Many exploration destinations in our solar system are frigid and require hardware that can withstand the extreme cold. During NASA’s Artemis missions, temperatures at the Moon’s South Pole will drop drastically during the lunar night. Farther into the solar system, on Jupiter’s moon Europa, temperatures never rise above -260 degrees Fahrenheit (-162 degrees Celsius) at the equator.

One NASA project is developing special gears that can withstand the extreme temperatures experienced during missions to the Moon and beyond. Typically, in extremely low temperatures, gears – and the housing in which they’re encased, called a gearbox – are heated. After heating, a lubricant helps the gears function correctly and prevents the steel alloys from becoming brittle and, eventually, breaking. NASA’s Bulk Metallic Glass Gears (BMGG) project team is creating material made of “metallic glass” for gearboxes that can function in and survive extreme cold environments without heating, which requires energy. Operations in cold and dim or dark environments are currently limited due to the amount of available power on a rover or lander.

Motor and Gearbox Mounted for Testing

The motor and gearbox are mounted for testing in one of two horizontal orientations. Frost forms on the surface of the “bucket” when liquid nitrogen is used to cool the hardware to the test temperature of -279 degrees Fahrenheit (-173 degrees Celsius). Credit: NASA/JPL-Caltech

The BMGG unheated gearboxes will reduce the overall power needed for a rover or lander’s operations, such as pointing antennas and cameras, moving robotic arms, handling and analyzing samples, and mobility (for a rover). The power saved with the BMGG gearbox could extend a mission or allow for more instruments.

++++++++

## Problems to work on
- A) Translate this sentence from the passage on cold-resistant gears into Spanish: "The power saved with the BMGG gearbox could extend a mission or allow for more instruments."
- B) Decide whether each statement agrees with the passage on cold-resistant gears, answering yes or no and quoting the deciding words: (i) At Europa's equator, temperatures never rise above -260 degrees Fahrenheit. (ii) The BMGG gearboxes are meant to be heated before they operate. (iii) The hardware is cooled to a test temperature of -279 degrees Fahrenheit.

[Stored items]
++++++++

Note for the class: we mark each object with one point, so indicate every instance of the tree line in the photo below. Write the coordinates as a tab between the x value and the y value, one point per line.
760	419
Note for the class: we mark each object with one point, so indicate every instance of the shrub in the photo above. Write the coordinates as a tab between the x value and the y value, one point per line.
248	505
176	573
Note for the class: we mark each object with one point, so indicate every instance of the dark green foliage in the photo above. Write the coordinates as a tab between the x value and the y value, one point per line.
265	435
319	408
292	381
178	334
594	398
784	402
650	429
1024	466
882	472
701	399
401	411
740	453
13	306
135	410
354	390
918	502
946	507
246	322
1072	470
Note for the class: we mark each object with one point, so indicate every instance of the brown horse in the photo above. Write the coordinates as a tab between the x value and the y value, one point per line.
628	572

++++++++

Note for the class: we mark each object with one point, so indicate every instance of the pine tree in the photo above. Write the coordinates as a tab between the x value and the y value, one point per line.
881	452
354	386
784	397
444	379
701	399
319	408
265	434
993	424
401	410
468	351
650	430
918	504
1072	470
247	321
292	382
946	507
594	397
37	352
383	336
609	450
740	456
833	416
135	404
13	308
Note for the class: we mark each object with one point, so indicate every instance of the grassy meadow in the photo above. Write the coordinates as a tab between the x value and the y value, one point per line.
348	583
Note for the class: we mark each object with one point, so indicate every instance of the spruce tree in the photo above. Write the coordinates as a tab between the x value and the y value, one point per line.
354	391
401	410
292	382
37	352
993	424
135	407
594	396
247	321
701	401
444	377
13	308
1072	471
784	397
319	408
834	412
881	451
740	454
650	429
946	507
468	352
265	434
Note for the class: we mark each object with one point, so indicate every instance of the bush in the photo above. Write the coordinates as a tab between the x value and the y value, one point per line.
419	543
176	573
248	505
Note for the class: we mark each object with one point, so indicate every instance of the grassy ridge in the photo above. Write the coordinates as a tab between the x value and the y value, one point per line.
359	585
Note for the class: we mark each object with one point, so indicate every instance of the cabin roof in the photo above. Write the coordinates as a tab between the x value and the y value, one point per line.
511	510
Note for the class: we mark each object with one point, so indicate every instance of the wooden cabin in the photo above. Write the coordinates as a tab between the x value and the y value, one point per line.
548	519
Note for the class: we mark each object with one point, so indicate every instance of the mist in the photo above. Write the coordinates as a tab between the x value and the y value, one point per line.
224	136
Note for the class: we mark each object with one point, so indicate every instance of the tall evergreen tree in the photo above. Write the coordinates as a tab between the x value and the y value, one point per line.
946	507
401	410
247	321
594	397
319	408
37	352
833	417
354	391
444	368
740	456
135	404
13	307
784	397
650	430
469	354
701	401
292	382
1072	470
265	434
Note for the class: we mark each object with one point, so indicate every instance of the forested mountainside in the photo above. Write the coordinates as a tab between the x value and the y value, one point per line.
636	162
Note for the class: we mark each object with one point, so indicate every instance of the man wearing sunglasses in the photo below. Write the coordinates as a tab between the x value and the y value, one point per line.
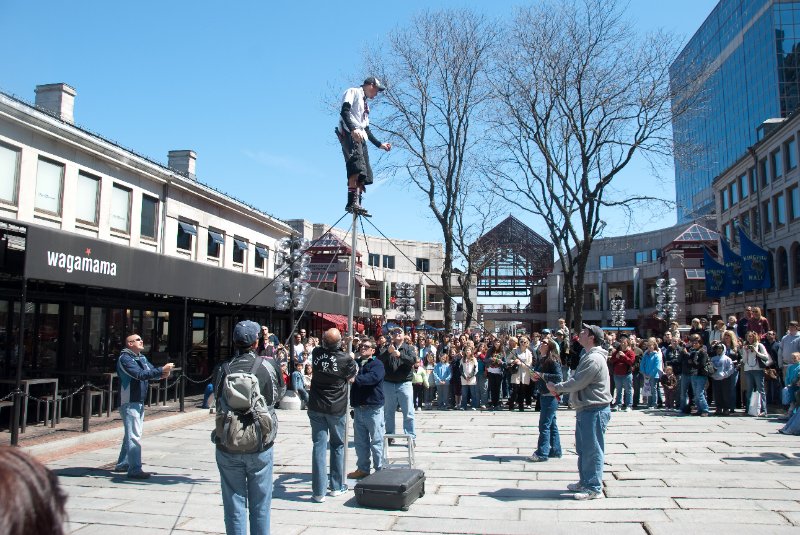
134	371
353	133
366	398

++++++++

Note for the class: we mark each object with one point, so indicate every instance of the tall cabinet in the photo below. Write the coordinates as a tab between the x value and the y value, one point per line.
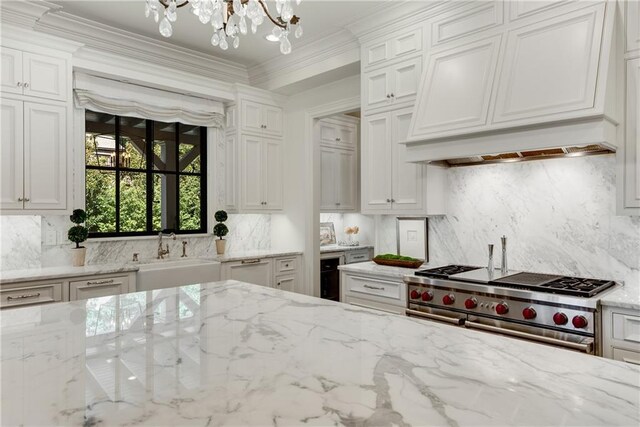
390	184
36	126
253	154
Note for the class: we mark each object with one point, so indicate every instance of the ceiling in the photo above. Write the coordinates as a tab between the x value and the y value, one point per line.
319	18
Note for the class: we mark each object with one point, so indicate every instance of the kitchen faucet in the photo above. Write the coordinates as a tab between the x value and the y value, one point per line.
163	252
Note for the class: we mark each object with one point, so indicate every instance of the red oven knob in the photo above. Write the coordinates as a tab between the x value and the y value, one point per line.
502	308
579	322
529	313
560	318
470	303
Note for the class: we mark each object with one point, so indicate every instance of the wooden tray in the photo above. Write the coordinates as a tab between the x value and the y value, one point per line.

++++++++

## Solutions to each task
- A) La energía ahorrada con la caja de engranajes BMGG podría prolongar una misión o permitir más instrumentos.

- B)
(i) Yes: "temperatures never rise above -260 degrees Fahrenheit (-162 degrees Celsius) at the equator"
(ii) No: "can function in and survive extreme cold environments without heating"
(iii) Yes: "the test temperature of -279 degrees Fahrenheit (-173 degrees Celsius)"